REQUIRED TASK 1:
Which cloud providers does the roachprod-centralized README list for its multi-cloud integration?
REQUIRED TASK 2:
Report each line of the records that contains the word "aircraft".

GIVEN TEXT:
[START]
Back to Cockroach

roachprod-centralized

pkg/cmd/roachprod-centralized/README.md

26.2.017.8 KB
Original Source

roachprod-centralized

A centralized REST API service for managing CockroachDB roachprod clusters, tasks, and cloud provider operations.

Table of Contents

Overview

The roachprod-centralized service provides a unified HTTP API for:

  • Cluster Management: Create, monitor, and manage roachprod clusters across multiple cloud providers
  • Task Processing: Distributed background task system for cluster operations
  • DNS Management: Public DNS record management for clusters
  • Multi-Cloud Support: AWS, GCE, Azure, and IBM cloud provider integration
  • Health Monitoring: Comprehensive health checks and metrics

Quick Start

Prerequisites

  • CockroachDB development environment (run ./dev doctor to verify)
[END]
ENTRIES SUPPLIED:
[START]
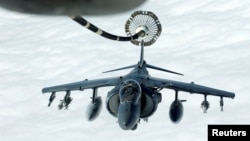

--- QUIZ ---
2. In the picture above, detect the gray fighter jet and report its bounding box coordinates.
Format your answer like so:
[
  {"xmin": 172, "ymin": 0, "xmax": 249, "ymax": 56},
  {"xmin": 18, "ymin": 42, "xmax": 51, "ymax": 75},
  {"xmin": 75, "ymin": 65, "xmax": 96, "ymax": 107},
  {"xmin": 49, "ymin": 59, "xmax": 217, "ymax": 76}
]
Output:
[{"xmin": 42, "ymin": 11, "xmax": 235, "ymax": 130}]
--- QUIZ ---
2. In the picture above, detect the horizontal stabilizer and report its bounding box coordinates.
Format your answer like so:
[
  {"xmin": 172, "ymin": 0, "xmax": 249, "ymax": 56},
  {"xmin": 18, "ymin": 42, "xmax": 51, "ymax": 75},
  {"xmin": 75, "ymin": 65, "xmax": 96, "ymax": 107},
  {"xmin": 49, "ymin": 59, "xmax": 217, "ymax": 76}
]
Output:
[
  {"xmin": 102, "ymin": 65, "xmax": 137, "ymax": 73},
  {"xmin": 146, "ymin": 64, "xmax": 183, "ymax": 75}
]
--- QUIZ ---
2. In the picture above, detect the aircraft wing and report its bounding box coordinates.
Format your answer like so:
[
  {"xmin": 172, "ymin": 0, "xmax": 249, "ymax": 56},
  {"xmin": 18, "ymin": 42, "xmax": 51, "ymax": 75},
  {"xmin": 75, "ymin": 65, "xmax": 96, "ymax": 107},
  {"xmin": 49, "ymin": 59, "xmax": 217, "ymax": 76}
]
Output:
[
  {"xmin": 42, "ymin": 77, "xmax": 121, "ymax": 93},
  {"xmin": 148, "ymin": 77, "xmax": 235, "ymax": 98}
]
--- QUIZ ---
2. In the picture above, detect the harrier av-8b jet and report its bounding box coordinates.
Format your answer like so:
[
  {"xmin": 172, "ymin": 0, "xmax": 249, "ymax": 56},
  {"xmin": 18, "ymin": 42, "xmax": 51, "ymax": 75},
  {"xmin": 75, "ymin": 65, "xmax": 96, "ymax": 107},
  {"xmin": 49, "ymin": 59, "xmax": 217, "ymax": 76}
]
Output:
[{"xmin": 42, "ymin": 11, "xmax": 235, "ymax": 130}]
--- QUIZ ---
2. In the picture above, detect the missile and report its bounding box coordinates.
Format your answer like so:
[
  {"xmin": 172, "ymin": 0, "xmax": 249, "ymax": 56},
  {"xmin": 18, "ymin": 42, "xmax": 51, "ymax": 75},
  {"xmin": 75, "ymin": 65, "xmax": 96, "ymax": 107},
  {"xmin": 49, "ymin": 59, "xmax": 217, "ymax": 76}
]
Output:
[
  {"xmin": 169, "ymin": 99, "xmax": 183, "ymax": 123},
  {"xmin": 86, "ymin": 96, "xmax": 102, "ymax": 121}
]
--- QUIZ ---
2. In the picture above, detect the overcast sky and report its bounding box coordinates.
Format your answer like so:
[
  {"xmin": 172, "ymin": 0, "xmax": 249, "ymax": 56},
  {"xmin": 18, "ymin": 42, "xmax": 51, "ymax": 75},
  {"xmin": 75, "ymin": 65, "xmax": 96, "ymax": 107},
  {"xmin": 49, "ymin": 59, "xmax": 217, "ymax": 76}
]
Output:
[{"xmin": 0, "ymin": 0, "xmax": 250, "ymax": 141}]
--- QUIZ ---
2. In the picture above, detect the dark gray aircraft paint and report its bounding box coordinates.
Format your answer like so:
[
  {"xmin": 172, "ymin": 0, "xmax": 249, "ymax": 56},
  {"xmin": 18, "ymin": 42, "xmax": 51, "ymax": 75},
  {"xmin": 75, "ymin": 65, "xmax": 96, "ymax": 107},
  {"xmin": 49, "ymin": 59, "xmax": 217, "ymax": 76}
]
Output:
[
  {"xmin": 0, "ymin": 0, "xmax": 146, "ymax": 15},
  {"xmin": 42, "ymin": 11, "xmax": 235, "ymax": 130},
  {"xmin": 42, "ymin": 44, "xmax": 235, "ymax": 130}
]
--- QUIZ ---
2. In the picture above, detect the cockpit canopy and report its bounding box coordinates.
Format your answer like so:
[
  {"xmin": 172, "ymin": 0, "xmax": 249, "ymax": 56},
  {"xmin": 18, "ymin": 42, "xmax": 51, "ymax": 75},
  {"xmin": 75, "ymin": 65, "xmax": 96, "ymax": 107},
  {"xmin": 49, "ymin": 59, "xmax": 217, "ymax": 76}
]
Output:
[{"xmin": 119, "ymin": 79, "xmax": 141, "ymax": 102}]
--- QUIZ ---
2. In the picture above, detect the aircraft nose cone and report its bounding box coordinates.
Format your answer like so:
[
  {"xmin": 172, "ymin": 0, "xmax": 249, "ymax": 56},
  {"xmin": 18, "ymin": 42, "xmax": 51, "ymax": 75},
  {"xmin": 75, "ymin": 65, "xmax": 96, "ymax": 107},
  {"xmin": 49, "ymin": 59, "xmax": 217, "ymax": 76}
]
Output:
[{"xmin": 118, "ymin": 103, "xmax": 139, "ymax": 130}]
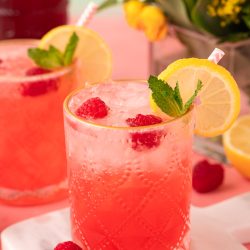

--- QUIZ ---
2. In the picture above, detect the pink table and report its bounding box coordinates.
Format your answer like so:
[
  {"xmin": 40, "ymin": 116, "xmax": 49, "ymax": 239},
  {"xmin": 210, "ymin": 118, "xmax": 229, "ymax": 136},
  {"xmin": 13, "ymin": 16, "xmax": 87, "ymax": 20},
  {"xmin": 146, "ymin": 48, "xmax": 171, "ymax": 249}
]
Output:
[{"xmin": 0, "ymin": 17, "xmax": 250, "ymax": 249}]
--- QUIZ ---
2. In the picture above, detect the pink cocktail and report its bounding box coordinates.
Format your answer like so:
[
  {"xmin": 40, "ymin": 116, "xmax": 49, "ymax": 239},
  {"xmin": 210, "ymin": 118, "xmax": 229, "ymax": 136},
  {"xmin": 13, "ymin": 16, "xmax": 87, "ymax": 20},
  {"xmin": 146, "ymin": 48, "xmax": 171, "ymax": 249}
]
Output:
[END]
EXERCISE RESULT 1:
AWS, GCE, Azure, IBM

EXERCISE RESULT 2:
2. In the picture above, detect the aircraft wing and report its bounding box coordinates.
2. In the picture above, detect the dark gray aircraft paint and report its bounding box coordinates.
2. In the picture above, detect the aircraft nose cone and report its bounding box coordinates.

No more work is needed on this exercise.